____ Excerpted passage

As his battery moved successfully through Tennessee with Gen. William Rosecrans’ Union Army of the Cumberland in an effort to take Chattanooga, he began shelling Chattanooga from across the river on August 21, 1863. It was a day when Confederate soldiers and Chattanooga civilians were enjoying prayer and fasting.
Because of Chattanooga’s importance as a rail center and as a manufacturing center of iron and coke that could be shipped on the Tennessee River, the city was considered valuable in the war.
The bombardment and other tactics eventually forced Confederate Gen. Braxton Bragg’s men from Chattanooga.
However, Gen. Bragg, whose Army of Tennessee had fled into North Georgia, was determined to retake Chattanooga. So he decided to attack Gen. Rosecrans’ Army that had followed him into North Georgia.

________
____ Data extract

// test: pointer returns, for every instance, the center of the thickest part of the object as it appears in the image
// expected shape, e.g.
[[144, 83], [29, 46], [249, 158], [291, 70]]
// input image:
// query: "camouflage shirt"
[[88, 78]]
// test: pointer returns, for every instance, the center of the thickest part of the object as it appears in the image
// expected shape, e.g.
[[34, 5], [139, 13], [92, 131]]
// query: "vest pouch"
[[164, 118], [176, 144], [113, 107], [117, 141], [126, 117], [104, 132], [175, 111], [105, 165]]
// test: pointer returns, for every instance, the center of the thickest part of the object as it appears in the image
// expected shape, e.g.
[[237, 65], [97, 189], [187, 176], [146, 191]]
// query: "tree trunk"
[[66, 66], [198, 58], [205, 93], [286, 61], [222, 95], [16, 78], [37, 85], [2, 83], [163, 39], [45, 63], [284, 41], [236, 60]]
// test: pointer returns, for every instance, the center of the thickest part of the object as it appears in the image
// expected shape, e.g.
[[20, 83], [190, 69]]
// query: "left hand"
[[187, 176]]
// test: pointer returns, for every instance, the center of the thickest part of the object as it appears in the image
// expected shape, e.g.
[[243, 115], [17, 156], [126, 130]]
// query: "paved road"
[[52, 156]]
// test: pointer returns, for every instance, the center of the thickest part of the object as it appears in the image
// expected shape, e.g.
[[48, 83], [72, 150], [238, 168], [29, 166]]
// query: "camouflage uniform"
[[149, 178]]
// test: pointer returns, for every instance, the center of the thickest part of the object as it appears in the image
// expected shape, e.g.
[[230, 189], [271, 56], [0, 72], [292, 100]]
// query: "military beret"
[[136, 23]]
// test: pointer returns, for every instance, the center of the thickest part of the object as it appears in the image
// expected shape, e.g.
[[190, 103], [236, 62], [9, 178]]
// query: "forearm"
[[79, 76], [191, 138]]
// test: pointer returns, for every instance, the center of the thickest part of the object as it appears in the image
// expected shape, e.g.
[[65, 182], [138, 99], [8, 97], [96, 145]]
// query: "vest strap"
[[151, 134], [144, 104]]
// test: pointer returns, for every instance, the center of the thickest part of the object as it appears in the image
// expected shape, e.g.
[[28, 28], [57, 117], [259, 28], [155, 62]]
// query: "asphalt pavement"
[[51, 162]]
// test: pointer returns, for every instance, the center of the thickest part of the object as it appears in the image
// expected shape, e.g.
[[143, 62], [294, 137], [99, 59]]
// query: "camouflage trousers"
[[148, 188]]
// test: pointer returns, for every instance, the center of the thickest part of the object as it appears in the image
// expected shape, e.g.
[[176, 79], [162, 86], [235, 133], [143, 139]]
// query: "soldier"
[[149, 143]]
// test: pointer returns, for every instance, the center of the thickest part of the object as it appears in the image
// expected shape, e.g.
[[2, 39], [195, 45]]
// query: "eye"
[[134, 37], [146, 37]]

________
____ Data extract

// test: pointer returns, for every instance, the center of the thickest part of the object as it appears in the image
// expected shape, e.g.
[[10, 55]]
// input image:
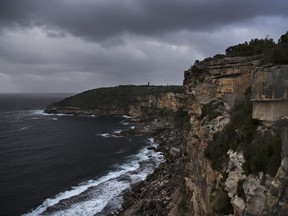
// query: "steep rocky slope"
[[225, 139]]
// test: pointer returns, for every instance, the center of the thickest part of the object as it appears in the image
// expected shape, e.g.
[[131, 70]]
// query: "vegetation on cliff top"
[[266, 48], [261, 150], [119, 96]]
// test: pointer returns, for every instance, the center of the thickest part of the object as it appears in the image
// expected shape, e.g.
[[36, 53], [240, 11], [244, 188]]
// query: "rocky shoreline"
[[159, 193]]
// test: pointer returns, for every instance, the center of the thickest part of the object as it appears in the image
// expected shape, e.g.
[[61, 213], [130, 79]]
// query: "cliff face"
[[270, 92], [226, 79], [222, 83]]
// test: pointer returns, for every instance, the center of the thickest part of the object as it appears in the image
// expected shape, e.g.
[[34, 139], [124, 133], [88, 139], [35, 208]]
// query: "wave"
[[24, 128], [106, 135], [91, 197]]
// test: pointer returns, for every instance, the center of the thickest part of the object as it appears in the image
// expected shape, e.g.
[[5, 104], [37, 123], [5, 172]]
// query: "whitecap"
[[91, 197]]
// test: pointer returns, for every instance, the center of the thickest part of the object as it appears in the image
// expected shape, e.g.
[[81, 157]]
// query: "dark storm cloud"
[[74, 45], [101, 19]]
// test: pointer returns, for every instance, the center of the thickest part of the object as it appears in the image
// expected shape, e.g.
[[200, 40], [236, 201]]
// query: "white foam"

________
____ Data extract

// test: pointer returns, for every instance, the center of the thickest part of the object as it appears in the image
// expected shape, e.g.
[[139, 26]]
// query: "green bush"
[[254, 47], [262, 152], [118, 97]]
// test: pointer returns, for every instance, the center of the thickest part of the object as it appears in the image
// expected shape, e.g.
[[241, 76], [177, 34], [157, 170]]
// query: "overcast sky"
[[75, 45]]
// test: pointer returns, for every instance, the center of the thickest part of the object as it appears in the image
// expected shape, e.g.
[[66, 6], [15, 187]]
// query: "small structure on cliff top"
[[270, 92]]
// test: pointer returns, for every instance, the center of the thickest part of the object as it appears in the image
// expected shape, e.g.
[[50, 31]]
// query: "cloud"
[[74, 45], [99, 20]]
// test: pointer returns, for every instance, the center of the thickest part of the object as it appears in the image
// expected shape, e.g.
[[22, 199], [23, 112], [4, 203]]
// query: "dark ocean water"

________

*Requirement A*: In the passage on the fight for Chattanooga, on what date did the shelling of the city begin?
*Requirement B*: Pick up the passage on the fight for Chattanooga after its last sentence and carry it forward.

*Your response A*: August 21, 1863.

*Your response B*:
After some skirmishes, a major two-day battle took place at what became known as Chickamauga on Sept. 19-20, 1863. Col. Lilly’s battery helped slow the breakthrough by the Rebels.
But the Union forces were still forced to retreat back to Chattanooga in this battle won by the Confederates, who were later criticized for not continuing to go after a defeated Union Army in Chattanooga.
A report of the Indiana 18th Light Battery says of the Battle of Chickamauga in a matter-of-fact manner, “Its execution being terrible and more than flesh and blood could withstand.”
Col. Lilly, in his report of what happened after his men fled Chickamauga, wrote, “We now moved to our former position and finally to Chattanooga Valley, five miles from Chattanooga, from which place on the 21st we re-crossed the river and took position at Friar’s Island covering the ford (shallow area where troops could cross).”
Friar’s Island must have been in the Tennessee River near what is now Chickamauga Dam.
His battery was apparently sent elsewhere, but he returned to Chattanooga in time for the Battle of Missionary Ridge on Nov. 25, 1863, when the Union forces easily drove the fleeing Confederates from the ridge and took complete control of Chattanooga again.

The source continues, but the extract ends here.